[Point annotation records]
--- BEGIN ---

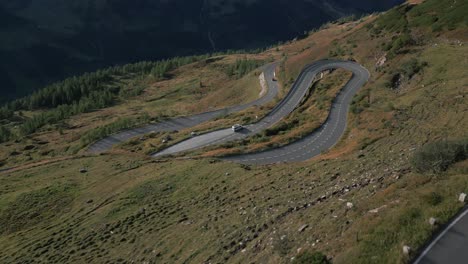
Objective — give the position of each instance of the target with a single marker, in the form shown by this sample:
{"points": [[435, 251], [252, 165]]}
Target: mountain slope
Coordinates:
{"points": [[48, 40], [360, 202]]}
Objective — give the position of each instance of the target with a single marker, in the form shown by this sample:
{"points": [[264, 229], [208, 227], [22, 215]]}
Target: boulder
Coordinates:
{"points": [[406, 250], [462, 197]]}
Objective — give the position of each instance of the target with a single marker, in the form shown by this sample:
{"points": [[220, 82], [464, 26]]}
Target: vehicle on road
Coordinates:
{"points": [[237, 128]]}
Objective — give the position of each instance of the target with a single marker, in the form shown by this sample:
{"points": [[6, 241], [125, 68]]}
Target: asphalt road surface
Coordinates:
{"points": [[187, 121], [310, 146], [450, 246]]}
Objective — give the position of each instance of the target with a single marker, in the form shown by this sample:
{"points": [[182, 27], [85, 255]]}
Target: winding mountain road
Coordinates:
{"points": [[180, 123], [310, 146], [450, 245]]}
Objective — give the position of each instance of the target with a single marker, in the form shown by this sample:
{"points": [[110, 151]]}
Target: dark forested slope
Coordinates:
{"points": [[45, 41]]}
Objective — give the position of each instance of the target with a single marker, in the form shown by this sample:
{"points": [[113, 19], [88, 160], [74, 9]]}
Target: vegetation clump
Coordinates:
{"points": [[311, 258], [242, 67], [104, 131]]}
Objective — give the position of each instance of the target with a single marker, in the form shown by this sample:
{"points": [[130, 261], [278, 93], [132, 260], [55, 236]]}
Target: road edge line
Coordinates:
{"points": [[428, 248]]}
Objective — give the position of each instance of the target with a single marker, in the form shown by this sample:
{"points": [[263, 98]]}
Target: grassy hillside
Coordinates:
{"points": [[59, 207], [48, 41]]}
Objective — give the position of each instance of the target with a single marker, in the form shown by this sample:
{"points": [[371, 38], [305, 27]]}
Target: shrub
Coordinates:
{"points": [[436, 157], [5, 134], [311, 258]]}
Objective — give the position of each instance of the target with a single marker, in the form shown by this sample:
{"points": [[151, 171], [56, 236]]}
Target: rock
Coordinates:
{"points": [[462, 197], [303, 227], [15, 153], [406, 250]]}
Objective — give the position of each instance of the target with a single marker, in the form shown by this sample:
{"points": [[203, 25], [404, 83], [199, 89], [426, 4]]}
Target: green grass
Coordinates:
{"points": [[128, 207]]}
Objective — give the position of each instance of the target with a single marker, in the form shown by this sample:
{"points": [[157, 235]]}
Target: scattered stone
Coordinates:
{"points": [[462, 197], [303, 227], [406, 250], [14, 153], [29, 147]]}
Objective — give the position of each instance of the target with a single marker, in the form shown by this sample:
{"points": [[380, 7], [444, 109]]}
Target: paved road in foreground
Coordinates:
{"points": [[450, 246], [187, 121], [310, 146]]}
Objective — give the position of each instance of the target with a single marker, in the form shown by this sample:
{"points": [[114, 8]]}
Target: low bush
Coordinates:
{"points": [[311, 258]]}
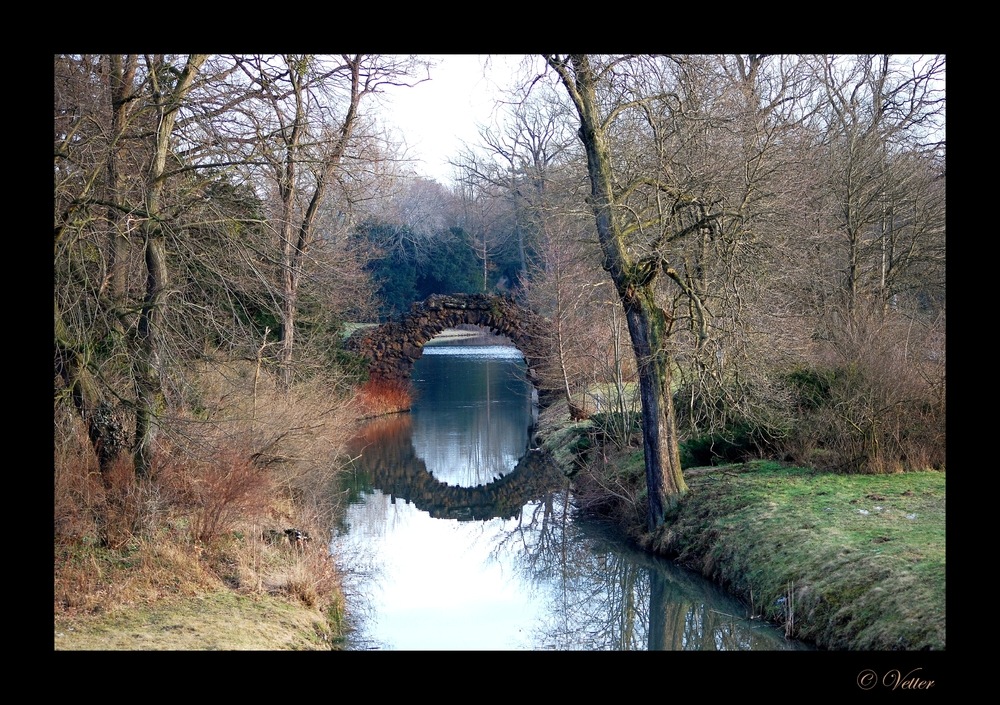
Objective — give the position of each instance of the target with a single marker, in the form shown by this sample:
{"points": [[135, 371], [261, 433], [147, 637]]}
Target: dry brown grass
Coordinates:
{"points": [[248, 462]]}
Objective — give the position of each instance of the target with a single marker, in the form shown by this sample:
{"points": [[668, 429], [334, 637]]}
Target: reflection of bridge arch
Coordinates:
{"points": [[392, 348], [385, 453]]}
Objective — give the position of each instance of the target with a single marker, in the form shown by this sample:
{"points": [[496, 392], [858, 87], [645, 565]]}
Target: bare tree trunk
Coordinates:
{"points": [[648, 323]]}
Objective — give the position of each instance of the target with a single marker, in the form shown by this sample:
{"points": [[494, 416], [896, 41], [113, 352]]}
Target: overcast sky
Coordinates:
{"points": [[438, 116]]}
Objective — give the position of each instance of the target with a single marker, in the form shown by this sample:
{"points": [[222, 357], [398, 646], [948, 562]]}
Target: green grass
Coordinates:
{"points": [[861, 557]]}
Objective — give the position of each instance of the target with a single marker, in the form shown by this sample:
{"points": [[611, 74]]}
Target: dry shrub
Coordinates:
{"points": [[78, 487], [238, 458], [378, 397], [220, 492]]}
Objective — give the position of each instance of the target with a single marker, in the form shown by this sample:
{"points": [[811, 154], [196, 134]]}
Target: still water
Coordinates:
{"points": [[460, 536]]}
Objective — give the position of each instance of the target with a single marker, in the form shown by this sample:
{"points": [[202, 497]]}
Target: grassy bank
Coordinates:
{"points": [[847, 562], [223, 546]]}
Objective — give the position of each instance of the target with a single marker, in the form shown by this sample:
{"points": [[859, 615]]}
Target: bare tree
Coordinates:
{"points": [[311, 124]]}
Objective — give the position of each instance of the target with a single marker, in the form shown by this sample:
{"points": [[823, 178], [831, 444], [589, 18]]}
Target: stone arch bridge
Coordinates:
{"points": [[393, 347]]}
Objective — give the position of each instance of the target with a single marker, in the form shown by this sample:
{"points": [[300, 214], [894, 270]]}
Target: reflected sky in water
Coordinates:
{"points": [[430, 566]]}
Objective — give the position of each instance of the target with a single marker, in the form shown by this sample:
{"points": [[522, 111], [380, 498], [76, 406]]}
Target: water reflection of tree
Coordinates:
{"points": [[618, 599]]}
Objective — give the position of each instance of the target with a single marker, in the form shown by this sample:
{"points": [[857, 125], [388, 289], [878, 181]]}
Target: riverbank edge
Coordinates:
{"points": [[718, 533]]}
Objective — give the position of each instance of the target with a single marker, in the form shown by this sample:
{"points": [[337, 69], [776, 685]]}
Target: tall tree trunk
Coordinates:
{"points": [[648, 323], [146, 365]]}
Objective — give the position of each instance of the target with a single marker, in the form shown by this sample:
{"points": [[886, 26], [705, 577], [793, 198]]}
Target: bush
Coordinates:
{"points": [[875, 403]]}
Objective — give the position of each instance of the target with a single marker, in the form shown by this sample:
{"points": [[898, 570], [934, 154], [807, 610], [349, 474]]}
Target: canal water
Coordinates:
{"points": [[460, 536]]}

--- END ---

WORK REQUIRED | Restate the whole of the material word for word without the pictures.

OUTPUT BELOW |
Objective — give the position of each instance of the target with a single marker, in the form shown by this sample:
{"points": [[435, 251], [252, 165]]}
Target: mountain slope
Coordinates:
{"points": [[48, 40], [360, 202]]}
Objective — give the position of each instance of the target with a single marker, in the form shown by this sample:
{"points": [[264, 229], [208, 227], [22, 215]]}
Target: boulder
Coordinates:
{"points": [[406, 250], [462, 197]]}
Objective — give the position of each instance of the target with a single marker, in the form shown by this sample:
{"points": [[220, 82], [464, 26]]}
Target: vehicle on road
Coordinates:
{"points": [[237, 128]]}
Objective — give the position of each instance of the target with a single marker, in the form shown by this sample:
{"points": [[6, 241], [125, 68]]}
Target: asphalt road surface
Coordinates:
{"points": [[187, 121], [310, 146], [450, 246]]}
Objective — give the position of each instance of the target with a single marker, in the form shown by this sample:
{"points": [[182, 27], [85, 255]]}
Target: winding mountain road
Coordinates:
{"points": [[180, 123], [310, 146], [450, 245]]}
Objective — give the position of each instance of the target with a single marker, in the form shown by this sample:
{"points": [[110, 151]]}
Target: dark forested slope
Coordinates:
{"points": [[45, 41]]}
Objective — give the position of each instance of the target with a single marker, in the form shown by this sample:
{"points": [[113, 19], [88, 160], [74, 9]]}
Target: vegetation clump
Coordinates:
{"points": [[311, 258], [242, 67], [104, 131]]}
Objective — give the position of each instance of the target with a single marker, in the form shown by this sample:
{"points": [[130, 261], [278, 93], [132, 260], [55, 236]]}
Target: road edge line
Coordinates:
{"points": [[428, 248]]}
Objective — give the position of each instance of the target with a single marker, in the form shown by this sample:
{"points": [[263, 98]]}
Target: grassy hillside
Coordinates:
{"points": [[59, 207], [48, 41]]}
Objective — give the position of each instance of the target with a single marker, in the form shown by this sample:
{"points": [[371, 38], [305, 27]]}
Target: shrub
Coordinates:
{"points": [[436, 157], [5, 134], [311, 258]]}
Objective — give the position of each instance of the target with a single marker, in the form shown by this sample:
{"points": [[151, 171], [56, 236]]}
Target: rock
Coordinates:
{"points": [[462, 197], [303, 227], [15, 153], [406, 250]]}
Objective — give the position of each instance of the target with a single marker, in the form shown by this sample:
{"points": [[203, 25], [404, 83], [199, 89], [426, 4]]}
Target: green grass
Coordinates:
{"points": [[128, 207]]}
Objective — give the position of each instance of the target with a single marker, in the form shown by this sample:
{"points": [[157, 235]]}
Target: scattered stone
Coordinates:
{"points": [[462, 197], [303, 227], [406, 250], [14, 153], [29, 147]]}
Objective — give the position of each instance of the target with a single marker, in the form shown by this sample:
{"points": [[380, 7], [444, 109]]}
Target: paved road in foreground
Coordinates:
{"points": [[450, 246], [187, 121], [310, 146]]}
Objective — give the position of each instance of the target with a single marker, in the form shown by this sample:
{"points": [[114, 8]]}
Target: low bush
Coordinates:
{"points": [[311, 258]]}
Objective — give the position of each instance of the target with a single marker, in the form shown by this sample:
{"points": [[135, 371], [261, 433], [147, 637]]}
Target: dry brown grass
Coordinates:
{"points": [[248, 462]]}
Objective — give the position of each instance of the target with a single marker, in the form shown by this sample:
{"points": [[668, 429], [334, 637]]}
Target: reflection of bridge arch
Coordinates:
{"points": [[392, 348], [385, 453]]}
Objective — give the position of each instance of the target with a single marker, in the form shown by this sample:
{"points": [[496, 392], [858, 87], [645, 565]]}
Target: bare tree trunk
Coordinates:
{"points": [[648, 323]]}
Objective — give the position of each instance of the target with a single marker, in the form shown by this sample:
{"points": [[494, 416], [896, 41], [113, 352]]}
Target: overcast sky
Coordinates:
{"points": [[438, 116]]}
Objective — give the position of each instance of the target with a single marker, in the form shown by this sample:
{"points": [[222, 357], [398, 646], [948, 562]]}
Target: green grass
Coordinates:
{"points": [[861, 557]]}
Objective — give the position of each instance of the target with a single marker, in the form shown by this sample:
{"points": [[611, 74]]}
Target: dry shrub
Coordinates:
{"points": [[78, 487], [238, 458], [378, 397], [220, 492]]}
Objective — give the position of each instance of the target with a single marker, in the form shown by this sample:
{"points": [[811, 154], [196, 134]]}
Target: still water
Coordinates:
{"points": [[460, 536]]}
Objective — give the position of each instance of the target with a single marker, in the form shown by this sample:
{"points": [[202, 497]]}
Target: grassy bank
Coordinates:
{"points": [[847, 562], [223, 546]]}
Objective — give the position of each instance of the target with a single marker, in the form shown by this sample:
{"points": [[859, 615]]}
Target: bare tree
Coordinates:
{"points": [[311, 124]]}
Objective — give the position of each instance of the target with a single marker, in the form shown by this sample:
{"points": [[823, 178], [831, 444], [589, 18]]}
Target: stone arch bridge
Coordinates:
{"points": [[393, 347]]}
Objective — give the position of each instance of the target with a single marker, in the form shown by this sample:
{"points": [[300, 214], [894, 270]]}
Target: reflected sky in water
Coordinates:
{"points": [[430, 566]]}
Objective — give the position of each instance of the target with a single marker, in the form shown by this sample:
{"points": [[522, 111], [380, 498], [76, 406]]}
Target: water reflection of tree
Coordinates:
{"points": [[618, 599]]}
Objective — give the position of each instance of the target with a single marker, in the form shown by this sample:
{"points": [[857, 125], [388, 289], [878, 181]]}
Target: riverbank edge
Coordinates:
{"points": [[718, 533]]}
Objective — give the position of each instance of the target with a single marker, in the form shown by this sample:
{"points": [[337, 69], [776, 685]]}
Target: tall tree trunk
Coordinates:
{"points": [[648, 323], [146, 365]]}
Objective — give the position of each instance of the target with a single marker, in the form shown by this sample:
{"points": [[886, 26], [705, 577], [793, 198]]}
Target: bush
Coordinates:
{"points": [[875, 403]]}
Objective — give the position of each instance of the target with a single marker, in the form shown by this sample:
{"points": [[898, 570], [934, 154], [807, 610], [349, 474]]}
Target: canal water
Coordinates:
{"points": [[460, 536]]}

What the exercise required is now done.